**Task to carry out**
List every person named in the forum thread excerpt below, giving each one once in the fullest form the excerpt uses.

**Page excerpt**
______________________________

Re: Does recovery continue after truncating a table?

Hiroyuki Yamada Sat, 26 Nov 2016 02:09:03 -0800

Hi Yuji and Ben,

I tried out this revised script and the same issue occurred to me, too.
I think it's definitely a bug to be solved asap.


>Ben
What do you mean "an undocumented limitation" ?

Thanks,
Hiro

On Sat, Nov 26, 2016 at 3:13 PM, Ben Slater <ben.sla...@instaclustr.com> wrote:
> Nice detective work! Seems to me that it’s a best an undocumented limitation
> and potentially could be viewed as a bug - maybe log another JIRA?
>
> One node - there is a nodetool truncatehints command that could be used to
> clear out the hints
> (http://cassandra.apache.org/doc/latest/tools/nodetool/truncatehints.html?highlight=truncate)
> . However, it seems to clear all hints on particular endpoint, not just for
> a specific table.

______________________________

**Entries**
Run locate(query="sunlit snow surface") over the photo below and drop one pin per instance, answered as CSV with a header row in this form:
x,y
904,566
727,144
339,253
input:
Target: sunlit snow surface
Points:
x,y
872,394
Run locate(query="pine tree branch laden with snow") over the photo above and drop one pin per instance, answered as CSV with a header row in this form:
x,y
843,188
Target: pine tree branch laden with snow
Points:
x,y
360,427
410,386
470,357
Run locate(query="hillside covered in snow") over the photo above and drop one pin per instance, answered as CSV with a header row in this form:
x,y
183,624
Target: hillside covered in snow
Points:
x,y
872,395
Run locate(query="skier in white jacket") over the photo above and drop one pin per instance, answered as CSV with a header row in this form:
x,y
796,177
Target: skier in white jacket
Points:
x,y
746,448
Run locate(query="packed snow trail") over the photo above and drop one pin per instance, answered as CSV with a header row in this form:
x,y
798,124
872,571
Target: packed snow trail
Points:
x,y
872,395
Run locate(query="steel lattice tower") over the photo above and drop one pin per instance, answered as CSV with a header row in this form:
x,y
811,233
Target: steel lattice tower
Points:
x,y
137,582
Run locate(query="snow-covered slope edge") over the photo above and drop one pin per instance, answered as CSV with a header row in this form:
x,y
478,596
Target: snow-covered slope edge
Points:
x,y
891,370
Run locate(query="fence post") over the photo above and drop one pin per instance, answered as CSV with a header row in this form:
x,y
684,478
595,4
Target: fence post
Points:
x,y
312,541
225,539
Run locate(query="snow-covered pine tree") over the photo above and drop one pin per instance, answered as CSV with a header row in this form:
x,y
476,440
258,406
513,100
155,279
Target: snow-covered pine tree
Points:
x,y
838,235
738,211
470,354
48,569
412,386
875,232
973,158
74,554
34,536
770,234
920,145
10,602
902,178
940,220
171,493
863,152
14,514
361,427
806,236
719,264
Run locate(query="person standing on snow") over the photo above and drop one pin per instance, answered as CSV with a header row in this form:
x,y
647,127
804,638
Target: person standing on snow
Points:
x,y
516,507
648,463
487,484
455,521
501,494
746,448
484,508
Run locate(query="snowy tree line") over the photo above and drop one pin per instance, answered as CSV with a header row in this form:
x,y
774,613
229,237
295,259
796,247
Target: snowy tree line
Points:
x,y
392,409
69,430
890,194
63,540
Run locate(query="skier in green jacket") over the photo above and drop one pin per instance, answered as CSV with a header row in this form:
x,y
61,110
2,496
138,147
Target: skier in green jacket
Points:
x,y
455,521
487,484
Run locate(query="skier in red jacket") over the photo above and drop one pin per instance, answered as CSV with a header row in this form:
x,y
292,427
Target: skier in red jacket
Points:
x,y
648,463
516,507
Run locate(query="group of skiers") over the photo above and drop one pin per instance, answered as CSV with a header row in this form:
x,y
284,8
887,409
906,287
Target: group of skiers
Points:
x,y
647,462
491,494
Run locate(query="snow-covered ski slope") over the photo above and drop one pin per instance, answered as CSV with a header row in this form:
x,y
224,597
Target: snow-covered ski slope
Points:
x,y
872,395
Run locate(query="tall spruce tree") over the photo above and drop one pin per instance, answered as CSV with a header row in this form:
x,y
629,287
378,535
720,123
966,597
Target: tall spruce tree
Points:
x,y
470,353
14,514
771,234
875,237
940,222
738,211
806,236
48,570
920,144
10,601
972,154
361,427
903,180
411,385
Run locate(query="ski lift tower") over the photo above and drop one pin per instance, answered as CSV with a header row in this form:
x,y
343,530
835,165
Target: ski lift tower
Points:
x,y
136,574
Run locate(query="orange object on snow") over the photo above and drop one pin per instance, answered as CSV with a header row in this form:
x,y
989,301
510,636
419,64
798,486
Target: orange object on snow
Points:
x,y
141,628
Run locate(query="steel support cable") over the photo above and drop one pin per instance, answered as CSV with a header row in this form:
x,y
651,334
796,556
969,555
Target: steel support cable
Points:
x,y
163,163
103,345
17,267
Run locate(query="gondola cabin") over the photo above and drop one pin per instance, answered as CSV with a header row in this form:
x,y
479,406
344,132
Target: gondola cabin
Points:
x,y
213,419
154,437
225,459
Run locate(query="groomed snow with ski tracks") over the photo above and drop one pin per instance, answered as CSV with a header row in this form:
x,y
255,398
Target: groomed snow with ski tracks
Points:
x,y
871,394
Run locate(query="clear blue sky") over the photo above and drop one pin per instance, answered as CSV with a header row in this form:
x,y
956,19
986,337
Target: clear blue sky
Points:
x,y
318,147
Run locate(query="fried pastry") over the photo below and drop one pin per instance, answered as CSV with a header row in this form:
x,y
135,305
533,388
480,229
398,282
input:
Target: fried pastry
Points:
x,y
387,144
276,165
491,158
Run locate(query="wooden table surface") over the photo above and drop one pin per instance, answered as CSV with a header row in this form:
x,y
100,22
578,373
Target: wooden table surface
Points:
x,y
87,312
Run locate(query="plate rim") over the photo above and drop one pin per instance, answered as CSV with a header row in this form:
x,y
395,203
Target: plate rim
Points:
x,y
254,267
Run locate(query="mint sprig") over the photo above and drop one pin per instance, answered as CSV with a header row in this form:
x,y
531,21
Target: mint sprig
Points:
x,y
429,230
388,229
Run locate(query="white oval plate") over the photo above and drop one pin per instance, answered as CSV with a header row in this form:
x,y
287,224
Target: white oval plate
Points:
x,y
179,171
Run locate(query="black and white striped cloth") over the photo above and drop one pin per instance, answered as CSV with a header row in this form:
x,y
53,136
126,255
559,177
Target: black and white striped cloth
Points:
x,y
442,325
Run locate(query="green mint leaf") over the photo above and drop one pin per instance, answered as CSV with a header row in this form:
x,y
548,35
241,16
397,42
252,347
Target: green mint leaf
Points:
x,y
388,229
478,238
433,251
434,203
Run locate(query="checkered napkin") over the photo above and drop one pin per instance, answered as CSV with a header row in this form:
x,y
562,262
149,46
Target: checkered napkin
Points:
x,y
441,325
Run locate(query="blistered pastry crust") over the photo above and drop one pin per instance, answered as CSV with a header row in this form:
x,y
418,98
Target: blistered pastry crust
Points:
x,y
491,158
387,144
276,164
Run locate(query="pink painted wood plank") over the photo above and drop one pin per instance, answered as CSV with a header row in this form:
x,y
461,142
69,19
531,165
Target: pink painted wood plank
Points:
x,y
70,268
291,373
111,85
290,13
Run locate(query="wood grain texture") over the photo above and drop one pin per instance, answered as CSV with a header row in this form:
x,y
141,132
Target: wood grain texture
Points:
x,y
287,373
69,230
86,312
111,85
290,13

______________________________

**Task output**
Hiroyuki Yamada
Yuji
Ben Slater